→ **TASK REQUIREMENTS**:
A: Answer these questions using the Macqueen obituary:
(i) At what age did Macqueen die?
(ii) What nicknames did the Americans give the Corsair?
(iii) How far did Macqueen fall into the sea when he missed the nets?
B: Turn the paragraph of the Macqueen obituary beginning "However, Macqueen found his role" into a short bulleted list that keeps its main facts.
C: Reproduce word for word the stretch of the Macqueen obituary from "He was at the" through "the ‘Bent-wing bastard’.".

→ **EXCERPTED PASSAGE**:
Lieutenant Commander Donald Macqueen MBE Royal Navy

Lieutenant Commander Donald Macqueen (sic), who has died aged 89, was Britain’s most experienced decklanding control officer and a pioneer of air charter holidays.
Donald Robert Macqueen (sic) was born on November 12, 1920: after his father, a Birmingham haberdasher, when Donald was aged 4, he was educated at Russell School, Croydon. He joined the Navy as soon as he could as a Naval Airman Second Class, and after initial training at HMS St Vincent, Gosport he learned to fly at Elmdon, Birmingham and at Worthy Down, where fellow pupils were Ralph Richardson and Laurence Olivier. He recalled riding pillion behind Olivier to supper at a cottage which he and Vivienne Leigh had taken.
He was at the cinema in Coventry on the night that the city was blitzed and left the theatre to help fight fires all night.
Macqueen flew Swordfish with 823 and 810 Naval Air Squadrons, from the carriers Glorious, Illustrious, Ocean, Vengeance and Theseus and took part in the lead-up to Operation Ironclad, the capture in 1942 of Diego Suarez, when he bombed ships and shore targets, dropped dummy parachutists, and later flew air support missions for the attacking forces.
Macqueen had suffered a numbers of minor decklanding accidents in the Swordfish, but after 845 Naval Air Squadron formed at Quonset Point, he mastered the Grumman Avenger and the Chance Vought Corsair. The Corsair, with its restricted view and unique inverted gull wings and large diameter propeller, was notoriously difficult to fly, and known to the Americans as the ‘Ensign-killer’ or the ‘Bent-wing bastard’.
However, Macqueen found his role in the air world after was appointed as a decklanding instructor – or batsman – , in January 1943, when he started to teach new pilots how to land on deck. Macqueen batted hundreds of new pilots on Airfield Dummy Deck Landings (ADDLs), showing by his signals, and using his favourite bats, young pilots to go up, down, left, right, faster, slower, steady as you are, and sometime giving a wave-off signal telling a pilot to fly round again because he had his approach so wrong.
Occasionally when a low flying aircraft threatened to come too close, Macqueen had to jump to safety in the nets below the flightdeck. Once his missed and fell 40 feet into the sea, but was quickly picked up by a following destroyer.
Despite the stress and responsibility for the lives of others which Macqueen bore, his batted signals to the pilot had a graceful calm as he coaxed each aircraft into the right flight path to hit the deck and be arrested by its tailhook on the flightdeck wires. This calmness was belied by Macqueen’s vitriolic oaths as he commented on the pilot’s performance.

[Point labeling dataset excerpts]
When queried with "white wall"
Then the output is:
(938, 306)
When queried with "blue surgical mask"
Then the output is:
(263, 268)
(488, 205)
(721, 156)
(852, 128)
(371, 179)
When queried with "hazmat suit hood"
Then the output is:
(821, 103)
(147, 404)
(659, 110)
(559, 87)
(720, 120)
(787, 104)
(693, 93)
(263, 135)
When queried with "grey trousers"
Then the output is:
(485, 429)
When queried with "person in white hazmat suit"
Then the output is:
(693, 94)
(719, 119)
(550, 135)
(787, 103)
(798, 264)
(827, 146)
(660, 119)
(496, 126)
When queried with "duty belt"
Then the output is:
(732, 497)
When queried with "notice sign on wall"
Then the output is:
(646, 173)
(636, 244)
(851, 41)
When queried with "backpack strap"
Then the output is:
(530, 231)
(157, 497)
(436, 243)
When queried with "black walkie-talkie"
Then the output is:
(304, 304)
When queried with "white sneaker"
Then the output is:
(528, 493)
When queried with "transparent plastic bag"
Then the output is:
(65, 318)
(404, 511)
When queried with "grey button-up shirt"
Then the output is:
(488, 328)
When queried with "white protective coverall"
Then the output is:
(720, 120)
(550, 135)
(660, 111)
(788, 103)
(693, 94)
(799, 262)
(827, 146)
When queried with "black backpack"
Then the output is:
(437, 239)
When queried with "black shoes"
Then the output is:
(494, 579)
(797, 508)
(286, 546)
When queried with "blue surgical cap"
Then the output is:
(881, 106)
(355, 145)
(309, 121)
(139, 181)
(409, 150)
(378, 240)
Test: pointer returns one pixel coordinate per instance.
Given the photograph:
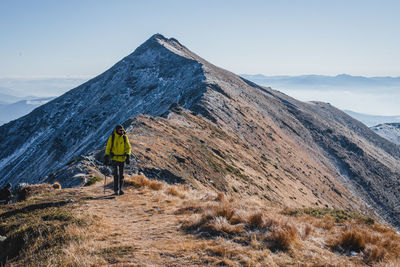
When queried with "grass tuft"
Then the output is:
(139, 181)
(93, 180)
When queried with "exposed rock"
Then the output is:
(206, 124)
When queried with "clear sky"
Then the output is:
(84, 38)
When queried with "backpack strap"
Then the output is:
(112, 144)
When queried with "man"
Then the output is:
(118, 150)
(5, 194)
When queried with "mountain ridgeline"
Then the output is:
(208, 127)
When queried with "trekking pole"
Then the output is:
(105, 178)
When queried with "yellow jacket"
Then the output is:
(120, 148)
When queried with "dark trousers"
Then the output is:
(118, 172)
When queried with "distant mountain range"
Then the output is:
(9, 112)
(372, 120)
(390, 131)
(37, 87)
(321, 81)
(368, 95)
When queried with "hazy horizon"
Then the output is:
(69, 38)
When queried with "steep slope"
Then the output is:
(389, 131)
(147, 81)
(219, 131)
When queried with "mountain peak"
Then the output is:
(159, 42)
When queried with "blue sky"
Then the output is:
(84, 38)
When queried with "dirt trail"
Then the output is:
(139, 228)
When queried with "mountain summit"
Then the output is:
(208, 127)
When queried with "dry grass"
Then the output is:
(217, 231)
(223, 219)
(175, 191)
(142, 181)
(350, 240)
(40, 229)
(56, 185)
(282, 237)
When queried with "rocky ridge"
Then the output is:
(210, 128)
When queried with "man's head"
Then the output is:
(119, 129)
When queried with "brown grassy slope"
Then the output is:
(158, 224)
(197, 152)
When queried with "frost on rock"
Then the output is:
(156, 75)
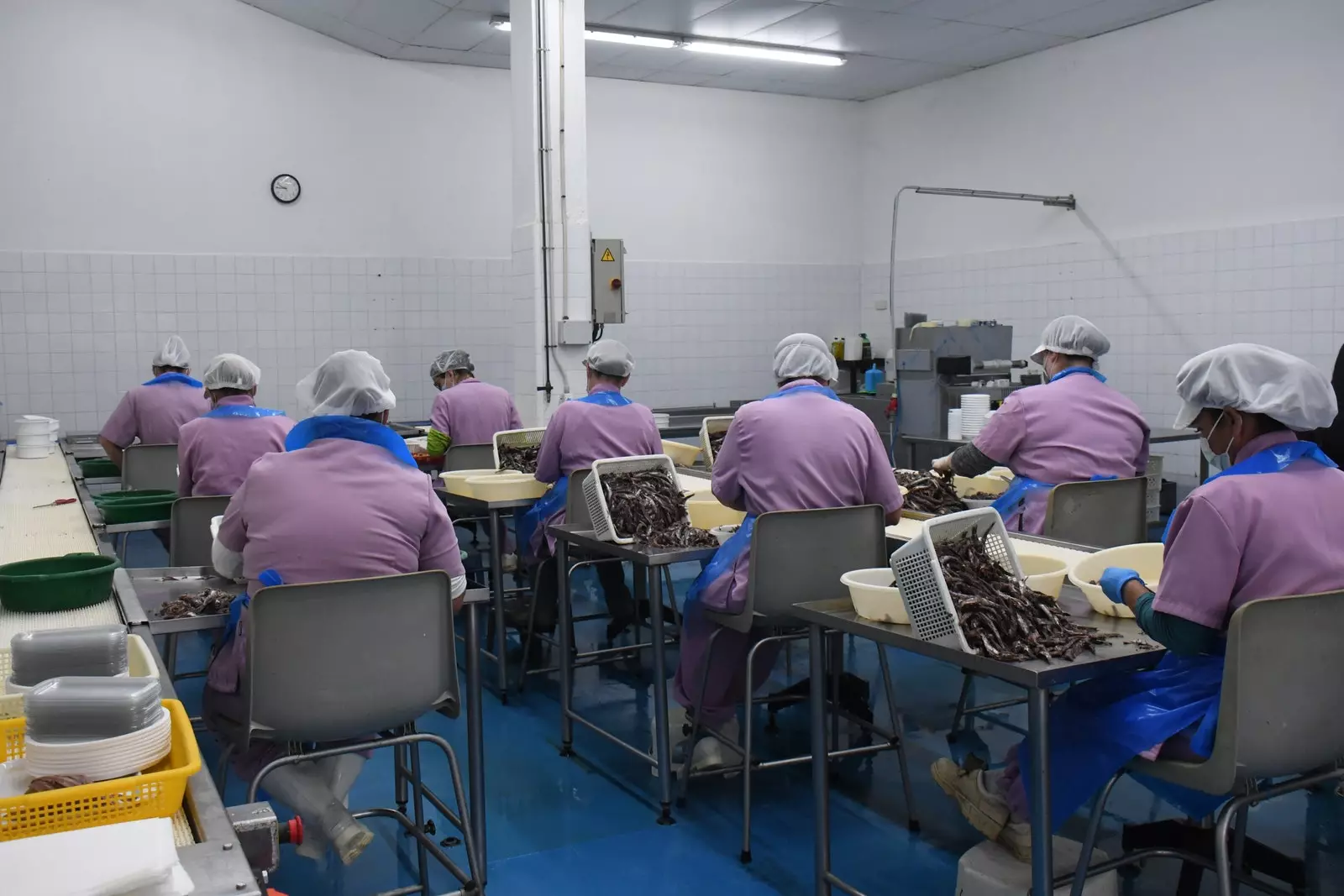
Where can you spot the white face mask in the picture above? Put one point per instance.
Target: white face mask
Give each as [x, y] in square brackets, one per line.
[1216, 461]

→ **OUTPUTS BY TASK**:
A:
(i) He died aged 89.
(ii) The Americans called it the "Ensign-killer" or the "Bent-wing bastard."
(iii) He fell 40 feet into the sea.

B:
- In January 1943, Macqueen was appointed a decklanding instructor, or batsman, teaching new pilots to land on deck.
- He batted hundreds of new pilots on Airfield Dummy Deck Landings (ADDLs).
- Using his favorite bats, he signaled pilots to go up, down, left, right, faster, slower, or steady as you are.
- He sometimes gave a wave-off signal telling a pilot to fly round again when the approach was badly wrong.

C:
He was at the cinema in Coventry on the night that the city was blitzed and left the theatre to help fight fires all night.
Macqueen flew Swordfish with 823 and 810 Naval Air Squadrons, from the carriers Glorious, Illustrious, Ocean, Vengeance and Theseus and took part in the lead-up to Operation Ironclad, the capture in 1942 of Diego Suarez, when he bombed ships and shore targets, dropped dummy parachutists, and later flew air support missions for the attacking forces.
Macqueen had suffered a numbers of minor decklanding accidents in the Swordfish, but after 845 Naval Air Squadron formed at Quonset Point, he mastered the Grumman Avenger and the Chance Vought Corsair. The Corsair, with its restricted view and unique inverted gull wings and large diameter propeller, was notoriously difficult to fly, and known to the Americans as the ‘Ensign-killer’ or the ‘Bent-wing bastard’.